Point labeling examples
☆ ☆ ☆

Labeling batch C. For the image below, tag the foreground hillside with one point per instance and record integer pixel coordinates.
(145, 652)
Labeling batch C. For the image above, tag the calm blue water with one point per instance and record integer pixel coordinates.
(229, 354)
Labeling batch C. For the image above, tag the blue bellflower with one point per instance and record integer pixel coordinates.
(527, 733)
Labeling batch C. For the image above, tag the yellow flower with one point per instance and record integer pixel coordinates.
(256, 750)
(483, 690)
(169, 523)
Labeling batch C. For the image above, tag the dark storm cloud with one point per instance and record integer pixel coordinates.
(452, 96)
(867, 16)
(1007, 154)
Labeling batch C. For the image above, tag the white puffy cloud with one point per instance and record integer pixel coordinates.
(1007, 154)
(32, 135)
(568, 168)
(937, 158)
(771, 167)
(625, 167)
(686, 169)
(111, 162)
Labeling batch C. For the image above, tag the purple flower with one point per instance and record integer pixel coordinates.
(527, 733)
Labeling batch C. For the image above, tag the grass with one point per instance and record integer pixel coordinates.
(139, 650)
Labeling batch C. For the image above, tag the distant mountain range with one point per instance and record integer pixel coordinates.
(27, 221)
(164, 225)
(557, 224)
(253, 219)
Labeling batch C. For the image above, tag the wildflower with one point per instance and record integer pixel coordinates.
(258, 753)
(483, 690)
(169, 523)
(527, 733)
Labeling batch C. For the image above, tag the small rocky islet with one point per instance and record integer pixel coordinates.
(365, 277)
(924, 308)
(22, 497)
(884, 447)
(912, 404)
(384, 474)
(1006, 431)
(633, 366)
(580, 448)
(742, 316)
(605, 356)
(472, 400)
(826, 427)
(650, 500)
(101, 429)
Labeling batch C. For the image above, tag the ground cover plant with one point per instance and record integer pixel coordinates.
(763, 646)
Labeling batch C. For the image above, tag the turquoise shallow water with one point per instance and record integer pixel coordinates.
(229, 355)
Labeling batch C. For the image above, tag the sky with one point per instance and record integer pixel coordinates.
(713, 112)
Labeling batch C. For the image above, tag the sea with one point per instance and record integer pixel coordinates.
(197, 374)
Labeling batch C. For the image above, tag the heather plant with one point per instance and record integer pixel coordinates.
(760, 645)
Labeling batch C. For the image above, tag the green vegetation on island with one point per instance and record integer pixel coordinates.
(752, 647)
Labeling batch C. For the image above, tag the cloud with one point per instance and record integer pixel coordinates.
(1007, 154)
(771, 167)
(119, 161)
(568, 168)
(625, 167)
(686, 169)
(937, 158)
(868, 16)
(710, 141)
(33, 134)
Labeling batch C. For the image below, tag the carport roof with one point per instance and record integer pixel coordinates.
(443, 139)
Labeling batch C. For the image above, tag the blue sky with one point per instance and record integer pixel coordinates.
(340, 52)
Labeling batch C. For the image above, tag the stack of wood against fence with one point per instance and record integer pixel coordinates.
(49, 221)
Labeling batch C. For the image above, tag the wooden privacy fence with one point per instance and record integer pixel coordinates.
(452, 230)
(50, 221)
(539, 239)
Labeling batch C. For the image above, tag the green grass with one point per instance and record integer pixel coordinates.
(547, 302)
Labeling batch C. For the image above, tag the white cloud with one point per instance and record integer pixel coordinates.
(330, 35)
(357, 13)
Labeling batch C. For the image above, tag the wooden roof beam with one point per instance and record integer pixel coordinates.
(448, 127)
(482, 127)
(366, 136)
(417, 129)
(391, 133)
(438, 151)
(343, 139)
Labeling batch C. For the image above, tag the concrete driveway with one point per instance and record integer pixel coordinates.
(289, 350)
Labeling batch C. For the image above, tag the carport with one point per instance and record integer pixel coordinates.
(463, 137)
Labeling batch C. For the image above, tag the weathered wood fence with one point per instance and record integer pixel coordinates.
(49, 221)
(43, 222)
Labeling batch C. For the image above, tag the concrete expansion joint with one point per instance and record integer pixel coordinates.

☆ ☆ ☆

#### [Stated exercise]
The records above must be output exactly, in full.

#### [Answer to this exercise]
Labeling batch C. For the image below, tag the foreground hillside with one point per instance and record integer pixel coordinates.
(145, 652)
Labeling batch C. For the image above, tag the calm blue water with one point per instance and record integer pixel coordinates.
(229, 354)
Labeling batch C. For the image above, tag the blue bellflower with one point per instance and record integer pixel coordinates.
(527, 733)
Labeling batch C. For the image above, tag the yellow flower with one point per instance and record integer pixel coordinates.
(256, 750)
(483, 690)
(169, 523)
Labeling batch C. For the image above, tag the dark storm cloud with one point per instance and record integer pixel coordinates.
(452, 96)
(867, 16)
(1007, 154)
Labeling batch C. For the image above, tag the white puffy cloud with one point per instance and record integer pixel coordinates.
(1007, 154)
(32, 135)
(568, 168)
(937, 158)
(771, 167)
(625, 167)
(686, 169)
(111, 162)
Labeling batch C. For the image above, tag the purple flower with one point per instance and record integer pixel coordinates.
(527, 733)
Labeling batch C. For the image above, tag the grass with one point per instance and record integer pixel coordinates.
(139, 650)
Labeling batch C. For the image above, tag the distant mountain range with one point per instance and record integer pixel coordinates.
(27, 221)
(164, 225)
(557, 224)
(253, 219)
Labeling batch C. For the image above, tag the wildflower with one point per instance and record integer pixel coordinates.
(258, 753)
(483, 690)
(169, 523)
(527, 733)
Labeling batch C. For the image above, tag the small rocky islet with one point per instance and record integer pixel coordinates.
(365, 277)
(924, 308)
(22, 497)
(884, 447)
(912, 404)
(384, 474)
(1006, 431)
(633, 366)
(580, 448)
(742, 316)
(605, 356)
(472, 400)
(826, 427)
(650, 500)
(101, 429)
Labeling batch C. For the image above, tag the ground cover plant with one point per instance and record integer pixel coordinates.
(763, 646)
Labeling batch C. For the image above, tag the turquoise shallow water with one point per instance and record integer pixel coordinates.
(229, 355)
Labeling batch C. For the image above, tag the sky with one point per instance and record integer pixel coordinates.
(713, 112)
Labeling batch C. For the image above, tag the sea with one point per instance and record integer pixel coordinates.
(197, 374)
Labeling batch C. For the image above, tag the heather plant with one point per instance and record integer pixel coordinates.
(760, 645)
Labeling batch C. For the image above, tag the green vegetation on island with one point per instance and record integer pixel coordinates.
(752, 647)
Labeling batch C. For the image above, tag the cloud with one point per instance and record integer pixel coordinates.
(1007, 154)
(771, 167)
(119, 161)
(568, 168)
(625, 167)
(686, 169)
(937, 158)
(868, 16)
(710, 141)
(33, 134)
Labeling batch C. For the image below, tag the carport roof with one point per instance and record integer pixel coordinates.
(443, 139)
Labeling batch C. For the image above, tag the blue sky with one point per instance and record integer pixel coordinates.
(340, 52)
Labeling batch C. For the image above, tag the stack of wood against fence with one point per instance and record integer pixel coordinates.
(49, 221)
Labeling batch C. For the image above, tag the wooden privacy fence with one point per instance and record integer pixel coordinates.
(452, 230)
(50, 221)
(539, 239)
Labeling batch C. For the image above, tag the green grass with one point per instance and record integer pixel coordinates.
(547, 302)
Labeling batch C. For the image above, tag the white cloud with one point per instance and record integer pixel coordinates.
(330, 35)
(357, 13)
Labeling batch C. For the image above, tag the wooden roof beam with one point per instance and record integer pixel coordinates.
(448, 127)
(482, 127)
(366, 136)
(417, 129)
(391, 133)
(438, 151)
(343, 139)
Labeling batch C. For the image above, tag the concrete driveway with one point per instance and record integer pixel coordinates.
(289, 350)
Labeling batch C. For the image above, tag the carport with one point per instance and record integer pixel coordinates.
(463, 137)
Labeling batch C. For the image above, tag the weathered wood fence with one point per instance and record integer pixel coordinates.
(49, 221)
(43, 222)
Labeling batch C. For the image above, tag the concrete expansion joint with one point per instance and record integer pixel coordinates.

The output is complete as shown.